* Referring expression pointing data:
_____
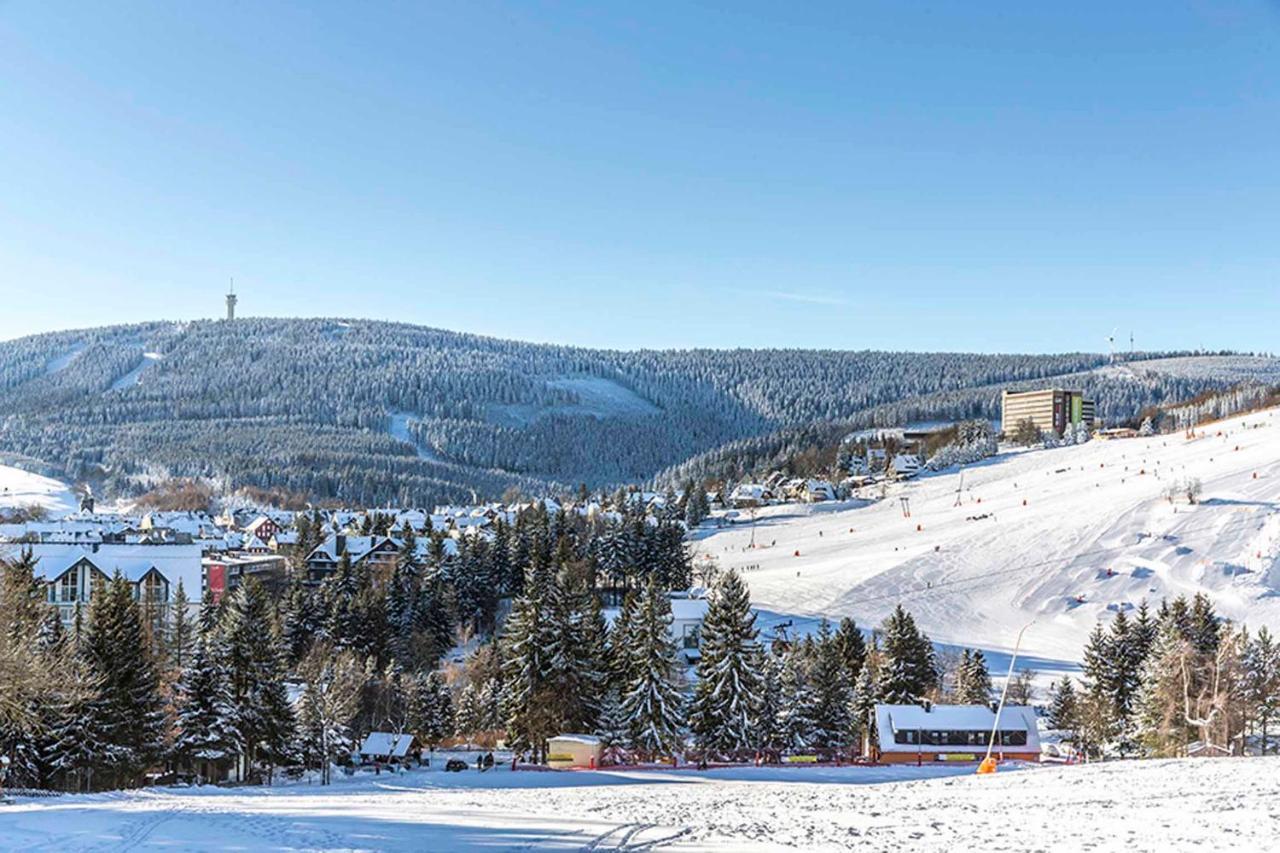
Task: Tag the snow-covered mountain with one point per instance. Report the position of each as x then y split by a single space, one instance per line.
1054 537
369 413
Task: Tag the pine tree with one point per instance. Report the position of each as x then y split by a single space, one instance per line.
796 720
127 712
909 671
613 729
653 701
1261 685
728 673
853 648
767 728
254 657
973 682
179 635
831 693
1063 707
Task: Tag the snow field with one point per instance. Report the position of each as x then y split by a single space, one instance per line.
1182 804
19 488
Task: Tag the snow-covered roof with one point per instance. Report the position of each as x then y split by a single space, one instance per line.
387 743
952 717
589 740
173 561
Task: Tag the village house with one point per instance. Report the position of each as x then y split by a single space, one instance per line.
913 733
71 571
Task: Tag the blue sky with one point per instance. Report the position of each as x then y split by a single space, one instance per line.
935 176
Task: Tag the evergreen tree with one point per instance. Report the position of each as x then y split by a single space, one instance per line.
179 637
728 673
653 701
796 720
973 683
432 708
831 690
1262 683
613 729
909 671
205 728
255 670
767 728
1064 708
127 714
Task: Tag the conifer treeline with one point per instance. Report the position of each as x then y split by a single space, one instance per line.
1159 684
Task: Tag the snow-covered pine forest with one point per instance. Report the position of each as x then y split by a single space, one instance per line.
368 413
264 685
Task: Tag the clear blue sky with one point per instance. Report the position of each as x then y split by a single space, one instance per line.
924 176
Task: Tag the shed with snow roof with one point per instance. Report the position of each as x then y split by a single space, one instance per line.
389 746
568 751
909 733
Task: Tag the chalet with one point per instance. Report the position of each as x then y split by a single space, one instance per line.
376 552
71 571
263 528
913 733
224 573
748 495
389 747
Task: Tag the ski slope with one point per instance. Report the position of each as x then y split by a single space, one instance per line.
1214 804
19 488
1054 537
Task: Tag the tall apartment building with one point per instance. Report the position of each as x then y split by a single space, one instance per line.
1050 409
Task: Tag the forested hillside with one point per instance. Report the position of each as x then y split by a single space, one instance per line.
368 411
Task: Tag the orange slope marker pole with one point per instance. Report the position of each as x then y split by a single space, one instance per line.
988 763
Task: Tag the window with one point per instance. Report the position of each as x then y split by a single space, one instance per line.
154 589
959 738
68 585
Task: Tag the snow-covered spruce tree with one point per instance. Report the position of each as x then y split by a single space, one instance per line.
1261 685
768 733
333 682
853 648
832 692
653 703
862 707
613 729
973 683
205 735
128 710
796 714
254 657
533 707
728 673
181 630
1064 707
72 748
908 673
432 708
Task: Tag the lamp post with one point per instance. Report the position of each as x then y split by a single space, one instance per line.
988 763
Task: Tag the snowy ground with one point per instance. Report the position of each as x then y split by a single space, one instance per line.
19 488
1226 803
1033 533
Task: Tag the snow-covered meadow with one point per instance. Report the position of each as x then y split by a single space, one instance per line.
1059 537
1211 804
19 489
_____
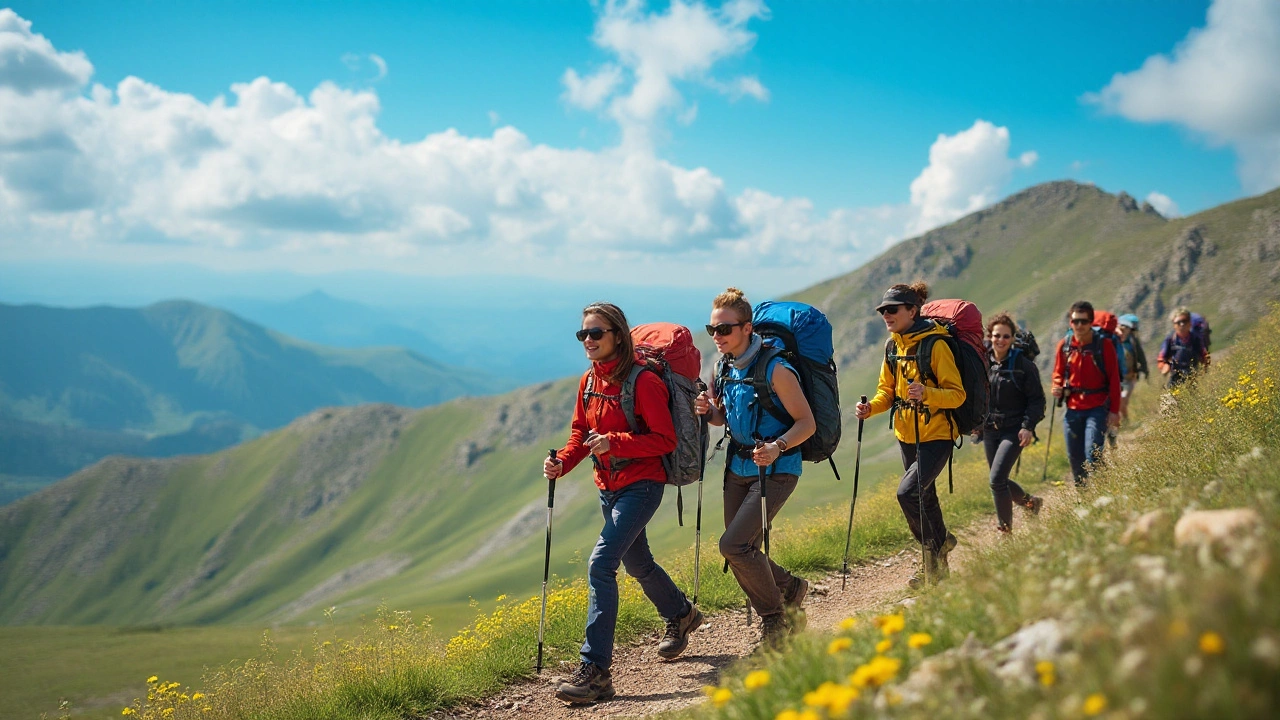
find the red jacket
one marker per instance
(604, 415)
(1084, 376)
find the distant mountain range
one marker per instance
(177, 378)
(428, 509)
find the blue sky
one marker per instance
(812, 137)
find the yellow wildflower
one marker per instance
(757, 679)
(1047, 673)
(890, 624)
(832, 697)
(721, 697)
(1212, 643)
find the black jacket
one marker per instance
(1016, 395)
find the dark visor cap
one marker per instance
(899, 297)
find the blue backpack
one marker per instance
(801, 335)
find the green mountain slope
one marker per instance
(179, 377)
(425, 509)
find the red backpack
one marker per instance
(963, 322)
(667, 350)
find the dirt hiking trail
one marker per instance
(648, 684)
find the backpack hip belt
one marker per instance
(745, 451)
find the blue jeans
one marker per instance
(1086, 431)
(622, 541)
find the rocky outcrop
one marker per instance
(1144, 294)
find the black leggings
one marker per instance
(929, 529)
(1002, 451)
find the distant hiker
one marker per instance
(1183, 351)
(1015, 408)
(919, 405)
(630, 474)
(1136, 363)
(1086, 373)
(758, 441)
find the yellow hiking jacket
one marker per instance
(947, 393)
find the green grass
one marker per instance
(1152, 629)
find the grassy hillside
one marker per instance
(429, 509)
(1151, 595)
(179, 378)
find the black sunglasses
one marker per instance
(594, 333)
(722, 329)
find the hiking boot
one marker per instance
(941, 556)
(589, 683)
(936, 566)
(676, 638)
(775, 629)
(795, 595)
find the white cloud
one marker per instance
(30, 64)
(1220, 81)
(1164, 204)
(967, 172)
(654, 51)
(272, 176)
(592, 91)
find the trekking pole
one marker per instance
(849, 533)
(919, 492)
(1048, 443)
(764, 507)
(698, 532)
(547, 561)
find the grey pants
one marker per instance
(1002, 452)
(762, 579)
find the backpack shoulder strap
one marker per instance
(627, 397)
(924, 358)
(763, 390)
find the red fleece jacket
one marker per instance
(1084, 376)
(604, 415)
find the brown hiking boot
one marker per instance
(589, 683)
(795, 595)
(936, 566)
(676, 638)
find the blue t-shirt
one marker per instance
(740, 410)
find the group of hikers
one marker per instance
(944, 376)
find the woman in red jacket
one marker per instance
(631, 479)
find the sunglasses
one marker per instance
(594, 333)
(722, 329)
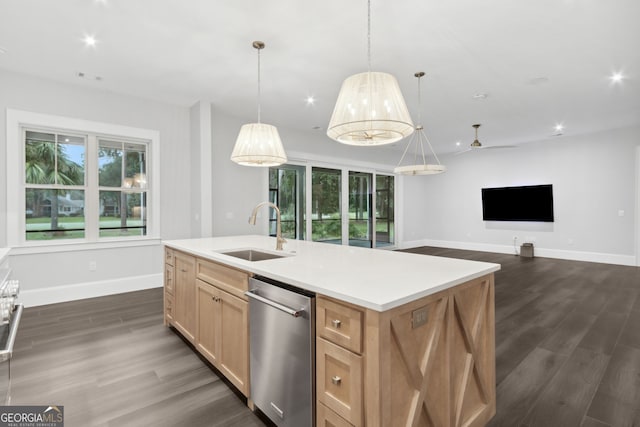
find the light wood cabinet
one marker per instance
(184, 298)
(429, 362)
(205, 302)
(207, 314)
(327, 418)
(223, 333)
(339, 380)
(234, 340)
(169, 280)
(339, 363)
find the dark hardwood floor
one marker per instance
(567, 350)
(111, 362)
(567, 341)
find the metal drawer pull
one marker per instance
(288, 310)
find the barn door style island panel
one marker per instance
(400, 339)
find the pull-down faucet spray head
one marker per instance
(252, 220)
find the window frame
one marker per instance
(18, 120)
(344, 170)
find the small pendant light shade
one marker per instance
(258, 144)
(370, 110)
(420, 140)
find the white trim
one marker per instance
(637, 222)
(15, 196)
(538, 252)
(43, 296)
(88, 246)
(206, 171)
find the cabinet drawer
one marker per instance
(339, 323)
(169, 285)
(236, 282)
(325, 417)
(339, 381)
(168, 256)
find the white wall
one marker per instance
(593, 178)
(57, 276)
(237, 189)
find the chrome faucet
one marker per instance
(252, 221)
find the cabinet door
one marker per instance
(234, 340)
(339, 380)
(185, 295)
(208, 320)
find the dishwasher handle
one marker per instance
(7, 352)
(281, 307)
_____
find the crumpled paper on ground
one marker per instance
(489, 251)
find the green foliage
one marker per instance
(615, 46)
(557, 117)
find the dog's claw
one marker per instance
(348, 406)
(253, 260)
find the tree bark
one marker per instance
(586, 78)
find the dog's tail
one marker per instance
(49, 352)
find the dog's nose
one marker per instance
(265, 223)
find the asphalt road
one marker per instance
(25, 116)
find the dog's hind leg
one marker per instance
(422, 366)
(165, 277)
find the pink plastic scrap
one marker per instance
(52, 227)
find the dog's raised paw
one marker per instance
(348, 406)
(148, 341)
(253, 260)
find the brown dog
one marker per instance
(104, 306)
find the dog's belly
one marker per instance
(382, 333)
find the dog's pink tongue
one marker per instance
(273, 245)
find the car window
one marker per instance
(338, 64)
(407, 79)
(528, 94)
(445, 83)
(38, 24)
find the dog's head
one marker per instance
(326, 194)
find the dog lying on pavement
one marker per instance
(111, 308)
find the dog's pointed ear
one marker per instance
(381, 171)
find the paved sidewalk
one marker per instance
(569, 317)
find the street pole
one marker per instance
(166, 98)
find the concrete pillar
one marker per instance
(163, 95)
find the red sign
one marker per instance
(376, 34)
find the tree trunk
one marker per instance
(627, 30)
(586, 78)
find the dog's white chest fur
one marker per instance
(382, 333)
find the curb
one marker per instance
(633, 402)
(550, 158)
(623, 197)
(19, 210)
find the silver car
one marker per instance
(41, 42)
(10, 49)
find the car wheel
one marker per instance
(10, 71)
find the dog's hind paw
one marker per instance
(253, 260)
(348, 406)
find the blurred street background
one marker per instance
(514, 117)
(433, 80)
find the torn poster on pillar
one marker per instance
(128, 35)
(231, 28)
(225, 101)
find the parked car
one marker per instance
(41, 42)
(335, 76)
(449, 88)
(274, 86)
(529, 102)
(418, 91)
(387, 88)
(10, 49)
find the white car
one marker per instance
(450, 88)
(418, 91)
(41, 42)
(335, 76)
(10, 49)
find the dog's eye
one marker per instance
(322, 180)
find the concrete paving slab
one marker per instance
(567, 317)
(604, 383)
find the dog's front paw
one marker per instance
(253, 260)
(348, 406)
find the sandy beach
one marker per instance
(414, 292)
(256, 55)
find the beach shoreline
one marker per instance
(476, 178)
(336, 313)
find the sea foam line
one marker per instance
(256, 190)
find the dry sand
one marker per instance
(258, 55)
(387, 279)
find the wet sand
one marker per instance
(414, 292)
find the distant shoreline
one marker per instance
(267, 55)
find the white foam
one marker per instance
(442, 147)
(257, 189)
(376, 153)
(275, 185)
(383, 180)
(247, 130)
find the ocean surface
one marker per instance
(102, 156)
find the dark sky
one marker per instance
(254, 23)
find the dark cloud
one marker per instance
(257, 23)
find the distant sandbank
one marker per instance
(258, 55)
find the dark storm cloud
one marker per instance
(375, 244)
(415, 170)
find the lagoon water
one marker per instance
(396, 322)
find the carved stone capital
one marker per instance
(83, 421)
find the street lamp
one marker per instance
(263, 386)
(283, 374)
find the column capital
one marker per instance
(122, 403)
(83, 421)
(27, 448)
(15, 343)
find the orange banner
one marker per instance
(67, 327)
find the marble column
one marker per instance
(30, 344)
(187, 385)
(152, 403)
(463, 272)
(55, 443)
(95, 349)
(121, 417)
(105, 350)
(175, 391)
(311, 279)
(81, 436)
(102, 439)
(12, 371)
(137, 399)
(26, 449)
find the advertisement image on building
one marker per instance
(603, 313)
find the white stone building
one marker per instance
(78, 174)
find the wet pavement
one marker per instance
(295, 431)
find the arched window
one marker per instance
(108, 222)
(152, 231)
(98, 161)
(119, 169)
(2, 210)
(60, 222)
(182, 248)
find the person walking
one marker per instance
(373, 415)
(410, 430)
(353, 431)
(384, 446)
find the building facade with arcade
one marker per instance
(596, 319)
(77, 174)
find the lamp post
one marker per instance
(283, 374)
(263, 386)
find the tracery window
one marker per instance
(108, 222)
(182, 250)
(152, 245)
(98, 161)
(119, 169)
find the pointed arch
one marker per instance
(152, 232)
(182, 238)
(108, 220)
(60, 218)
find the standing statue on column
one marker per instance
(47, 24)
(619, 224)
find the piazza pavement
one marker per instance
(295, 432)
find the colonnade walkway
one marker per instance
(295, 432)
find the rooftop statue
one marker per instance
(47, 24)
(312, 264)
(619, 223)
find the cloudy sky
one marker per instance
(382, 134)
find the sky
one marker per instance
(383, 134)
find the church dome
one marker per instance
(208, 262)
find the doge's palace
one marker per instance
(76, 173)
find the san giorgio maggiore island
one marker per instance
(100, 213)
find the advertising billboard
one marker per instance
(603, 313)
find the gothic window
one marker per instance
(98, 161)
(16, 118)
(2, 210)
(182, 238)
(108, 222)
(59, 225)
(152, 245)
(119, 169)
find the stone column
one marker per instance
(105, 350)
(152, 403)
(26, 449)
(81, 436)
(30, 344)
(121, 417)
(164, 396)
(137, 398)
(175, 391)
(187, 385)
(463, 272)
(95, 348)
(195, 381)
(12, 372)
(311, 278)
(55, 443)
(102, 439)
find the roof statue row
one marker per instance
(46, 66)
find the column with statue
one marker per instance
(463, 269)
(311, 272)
_____
Each line of the data that includes "black" should be copied.

find the black jacket
find the black leggings
find the black sunglasses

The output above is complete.